* Extrait du texte *
____

Au moment où j’écris ces lignes, bébé a 7 mois et quelques. Seulement. Déjà!
À la moi d’avant, aux futures mamans, à quiconque a réussi à se rendre jusqu’ici dans sa lecture, je veux le dire avec toute la sincérité du monde: ça va aller. Ça va être tough, ça va être bouleversant, mais ça va aussi passer. On se fait constamment dire de profiter de ces moments avec bébé. Et rien n’est aussi vrai que cette affirmation: profitez-en, de votre petit bébé, remplissez jusqu’à la lie votre cellulaire de photos et de vidéos de chacun de ses moindres gestes. Même lorsqu’il fait terriblement noir, ces flashs de sa petite vie vous illumineront dans les semaines et les mois à venir. Même lorsque chaque jour semble un copié-collé d’hier, d’infimes changements sont en mouvance. J’ai cligné des yeux et mon nouveau-né endormi, si peu photographié, était une boulette joyeuse qui hurlait de joie.
J’ai pleuré un nombre incalculable de fois dans les derniers mois, mais chaque crise a fini par passer. Chaque nuit écourtée, chaque moment de panique, d’inconnu, de perte de contrôle, chaque moment de détresse, ils ont tous eu une fin. Mon bébé grandit et cette époque précieuse où je suis son pilier, sa source de réconfort, où elle enroule ses petites mains autour de mon cou, de mes bras, s’accroche à mes bijoux et à mes cheveux, tout cela passera. Les gazouillis ne sont pas éternels.

____

* Données fournies *
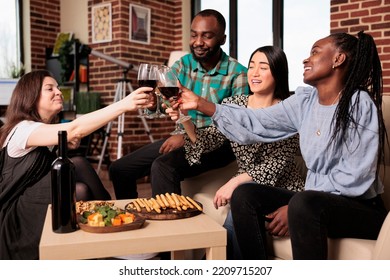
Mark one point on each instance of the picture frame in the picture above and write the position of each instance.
(68, 97)
(139, 24)
(62, 37)
(102, 23)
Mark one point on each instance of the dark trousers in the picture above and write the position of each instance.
(313, 216)
(125, 172)
(170, 169)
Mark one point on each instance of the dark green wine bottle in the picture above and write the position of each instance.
(63, 188)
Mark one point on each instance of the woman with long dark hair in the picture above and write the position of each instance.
(342, 136)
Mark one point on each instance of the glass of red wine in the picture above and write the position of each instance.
(147, 77)
(168, 87)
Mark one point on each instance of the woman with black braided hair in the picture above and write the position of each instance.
(342, 137)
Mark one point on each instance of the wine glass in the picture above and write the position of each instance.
(168, 87)
(147, 77)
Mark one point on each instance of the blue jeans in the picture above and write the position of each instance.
(232, 250)
(313, 216)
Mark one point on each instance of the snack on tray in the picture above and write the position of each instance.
(162, 202)
(102, 214)
(82, 206)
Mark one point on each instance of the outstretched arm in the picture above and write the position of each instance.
(47, 134)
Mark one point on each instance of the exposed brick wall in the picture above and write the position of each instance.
(45, 25)
(371, 16)
(166, 35)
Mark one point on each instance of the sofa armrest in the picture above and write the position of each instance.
(382, 246)
(204, 186)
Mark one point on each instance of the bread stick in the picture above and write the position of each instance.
(194, 203)
(170, 200)
(155, 205)
(187, 202)
(164, 199)
(135, 203)
(160, 202)
(146, 205)
(140, 202)
(184, 201)
(178, 201)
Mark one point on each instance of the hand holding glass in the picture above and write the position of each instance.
(147, 77)
(168, 86)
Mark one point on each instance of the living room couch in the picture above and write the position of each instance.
(204, 187)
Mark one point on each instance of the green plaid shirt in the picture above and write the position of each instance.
(226, 79)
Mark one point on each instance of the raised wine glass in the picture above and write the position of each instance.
(168, 87)
(147, 77)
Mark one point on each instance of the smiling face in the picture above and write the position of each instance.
(260, 78)
(206, 37)
(318, 66)
(51, 100)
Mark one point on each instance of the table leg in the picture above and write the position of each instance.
(178, 255)
(216, 253)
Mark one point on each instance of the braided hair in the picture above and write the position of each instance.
(363, 72)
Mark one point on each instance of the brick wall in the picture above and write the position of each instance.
(166, 31)
(371, 16)
(45, 25)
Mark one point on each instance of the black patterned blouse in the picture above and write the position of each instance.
(271, 164)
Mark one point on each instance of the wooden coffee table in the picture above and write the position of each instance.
(176, 236)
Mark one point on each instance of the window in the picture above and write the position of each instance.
(303, 22)
(254, 27)
(10, 43)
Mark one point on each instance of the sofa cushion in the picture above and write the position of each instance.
(338, 248)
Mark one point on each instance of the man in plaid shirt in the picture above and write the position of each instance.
(212, 74)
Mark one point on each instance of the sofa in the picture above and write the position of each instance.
(204, 186)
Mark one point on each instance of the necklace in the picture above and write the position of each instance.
(318, 131)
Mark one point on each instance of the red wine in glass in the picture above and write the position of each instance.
(148, 83)
(169, 92)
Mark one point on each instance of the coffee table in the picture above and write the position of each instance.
(176, 236)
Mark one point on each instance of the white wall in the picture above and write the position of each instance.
(74, 18)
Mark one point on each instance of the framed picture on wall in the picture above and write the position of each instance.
(101, 23)
(139, 24)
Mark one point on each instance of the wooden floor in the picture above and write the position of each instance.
(144, 189)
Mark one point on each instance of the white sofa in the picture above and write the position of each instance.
(204, 186)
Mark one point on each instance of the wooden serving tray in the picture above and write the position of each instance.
(138, 223)
(166, 214)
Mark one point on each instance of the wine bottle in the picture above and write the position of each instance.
(63, 188)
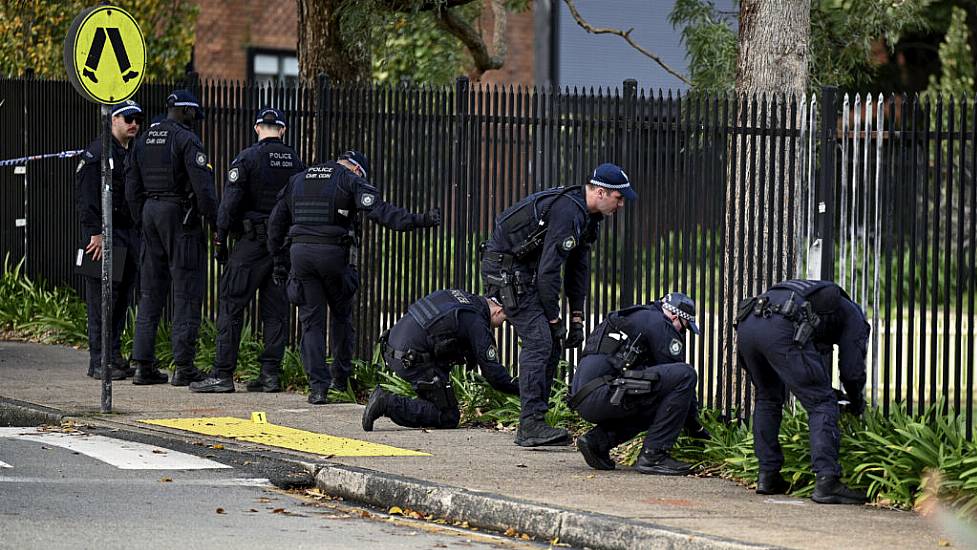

____

* Consigne *
Comment traduire en anglais cette phrase de l'extrait sur les premiers mois avec bébé : « J’ai pleuré un nombre incalculable de fois dans les derniers mois, mais chaque crise a fini par passer. » ? Ces données forment un matériel à part, distinct du texte.

* Solution du problème *
I have cried countless times over the past few months, but every crisis eventually passed.